___ Quoted text ___
Single by All Saints

from the album All Saints
- B-side: "Alone"
- Released: 25 August 1997
- Studio: Metropolis (London)
- Genre: R&B; pop;
- Length: 4:00
- Label: London
- Songwriters: Shaznay Lewis; Karl Gordon; Walter Becker; Donald Fagen; Paul Griffin;
- Producers: Karl Gordon; Cameron McVey; Magnus Fiennes;

All Saints singles chronology
| "Silver Shadow" (1994) | "I Know Where It's At" (1997) | "Never Ever" (1997) |

Music video
- "I Know Where It's At" on YouTube

= I Know Where It's At =

1997 single by All Saints

"I Know Where It's At" is a song by English girl group All Saints, released in August 1997 as their debut single from their first album, All Saints (1997). The song became the group's first top-10 hit, peaking at number four on the UK Singles Chart. In the United States, the single reached number 36 on the Billboard Hot 100. The song additionally entered the top 20 in Australia, Canada, France, Ireland and New Zealand.

==Background==
"I Know Where It's At" was written by Shaznay Lewis and Karl Gordon, and produced by Gordon. Walter Becker and Donald Fagen are credited as writers because the song samples elements from Steely Dan's "The Fez".

==Critical reception==
The song received positive reviews from music critics. Stephen Thomas Erlewine from AllMusic picked it as one of the "standouts" from All Saints, describing it as "party-ready" and "Steely Dan-fueled". Pan-European magazine Music & Media wrote, "This all-female quartet has taken the UK by storm recently, prompting inevitable comparisons with the Spice Girls in the press. That doesn't really do them full justice—the song itself is actually very well written and the distinctive razorsharp vocal harmonies are the icing on the cake."

A reviewer from Music Week gave "I Know Where It's At" five out of five and named it Single of the Week, adding, "The London-based four-piece girl group's label debut is virtually all strong chorus and instant rhythm. Could be a smart move, so watch this one with care." Paul Martin from The News Letter stated, "The groovy party theme is just the tonic for any winter blues. Nicole and Melanie take lead vocals and the brilliant harmonies of Natalie and Shaznay dress the song in a superb gloss." He concluded, "Undoubtedly the most impressive track on the collection." Rob Brunner from Entertainment Weekly felt that "their upbeat ditties", like "I Know Where It's At", "are their best, but even those tracks cook over a low-to-medium flame."
___ Records for this exercise ___
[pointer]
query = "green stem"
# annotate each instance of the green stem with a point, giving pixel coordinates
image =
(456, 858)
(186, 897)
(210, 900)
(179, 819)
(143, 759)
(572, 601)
___
Exercise instructions -
[1] Rescale the records above: reproduce every line, requests included, but multiply each point coordinate in the answers by 0.7 and round to whole numbers, with halves rounded up.
[2] Take the article on "I Know Where It's At" further, continuing from the end of its last sentence.

Responses in order -
[1]
[pointer]
query = "green stem"
# annotate each instance of the green stem with a point, giving pixel coordinates
image =
(319, 601)
(130, 628)
(147, 630)
(125, 573)
(100, 531)
(400, 421)

[2]
==Music video==
The accompanying music video for "I Know Where It's At" was directed by Alex Hemming. It was the first video All Saints ever released. It was to show the girls in an urban setting as the more streetwise variants of girl groups. The video was shot with very little colour, with the girls almost entirely in black and white.

==Track listings==

- UK CD1; Canadian and Australian CD single
1. "I Know Where It's At" (Cutfather and Jo's alternative mix – radio)
2. "I Know Where It's At" (original radio mix)
3. "I Know Where It's At" (Cutfather and Jo's alternative mix)
4. "I Know Where It's At" (original mix)

- UK CD2
5. "I Know Where It's At" (K-Gee's Bounce mix)
6. "I Know Where It's At" (Nu Birth Riddum dub)
7. "I Know Where It's At" (Colour System Inc. Vox)
8. "Alone" – 3:31

- UK cassette single
9. "I Know Where It's At" (Cutfather and Jo's alternative mix)
10. "I Know Where It's At" (original mix)

- US CD, 7-inch, and cassette single
11. "I Know Where It's At" (Cutfather and Jo's alternative mix – radio) – 4:01
12. "I Know Where It's At" (original radio mix) – 4:00

- Australian CD single re-release
13. "I Know Where It's At" (original mix)
14. "I Know Where It's At" (original radio mix)
15. "I Know Where It's At" (Nu Birth Riddum dub)
16. "Never Ever" (Booker T's vocal mix)
17. "Alone"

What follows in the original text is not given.